*DOCUMENT SEGMENT*:
Twist Two [SQL Injection]

Twist #2 — The time saved by not using parameterized queries to build SQL statements should be used to read about using parameterized queries.

Nothing much to add here that I haven’t already exhausted. Instead, revisit some web hacking history with one of the first SQL injection attacks from 1999, created by Rain Forest Puppy. The following snippet of code sums up the attack nicely, default files, no validation, shell execution:

$query="select * from MSysModules where name='|shell(\"$command\")|'";

There were several lessons to be learned from this hack:

  • Remove example content (e.g. databases — if you can call an MS Access file a database…) from systems. Note the omission of “production” in front of systems. Why do you need example content on QA systems? Most of the time you don’t even need it on dev systems.
  • Prohibit direct access to a datastore. (This goes double for the NoSQL crews for whom security relies “run it on an isolated, trusted network.”) You’d think this is stating the obvious, but reality proves otherwise…
  • Remove or require strong authentication for administration capabilities. The newdsn.exe file was open to all. There have been hundreds of similar examples since then.

Even if SQL injection finally dies, it’s likely to be replaced by JavaScript injection against NoSQL data stores. Instead of OR 1=1 we’ll start creating lists of payloads like (while(1){}). There’s a big difference between throwing an access control mechanism on top of a datastore and applying security principles to the queries going into that datastore.

So You Want to Hash a Password…

Congratulations. You’re thinking about protecting a password; a concept that well-known1 sites, to this day2, fail3 to comprehend.

Choose an established, vetted algorithm (SHA-256 would suffice), include a salt (we’ll explain this a bit later), hash the password. Get rid of the plaintext password. Done. See how simple that was? There’s even Open Source code4 to help you with more complex issues.

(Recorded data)

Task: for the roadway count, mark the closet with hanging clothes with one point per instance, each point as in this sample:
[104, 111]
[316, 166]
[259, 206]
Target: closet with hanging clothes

*REQUESTS*:
1. In the web security post, who created one of the first SQL injection attacks from 1999?
2. List the lessons the web security post says were to be learned from the 1999 hack.
3. Write out the passage of the web security post between "So You Want" and "more complex issues.", inclusive.

*RESULTS FOR EACH TASK*:
1. Rain Forest Puppy

2.
- Remove example content from systems.
- Prohibit direct access to a datastore.
- Remove or require strong authentication for administration capabilities.

3.
So You Want to Hash a Password…

Congratulations. You’re thinking about protecting a password; a concept that well-known1 sites, to this day2, fail3 to comprehend.

Choose an established, vetted algorithm (SHA-256 would suffice), include a salt (we’ll explain this a bit later), hash the password. Get rid of the plaintext password. Done. See how simple that was? There’s even Open Source code4 to help you with more complex issues.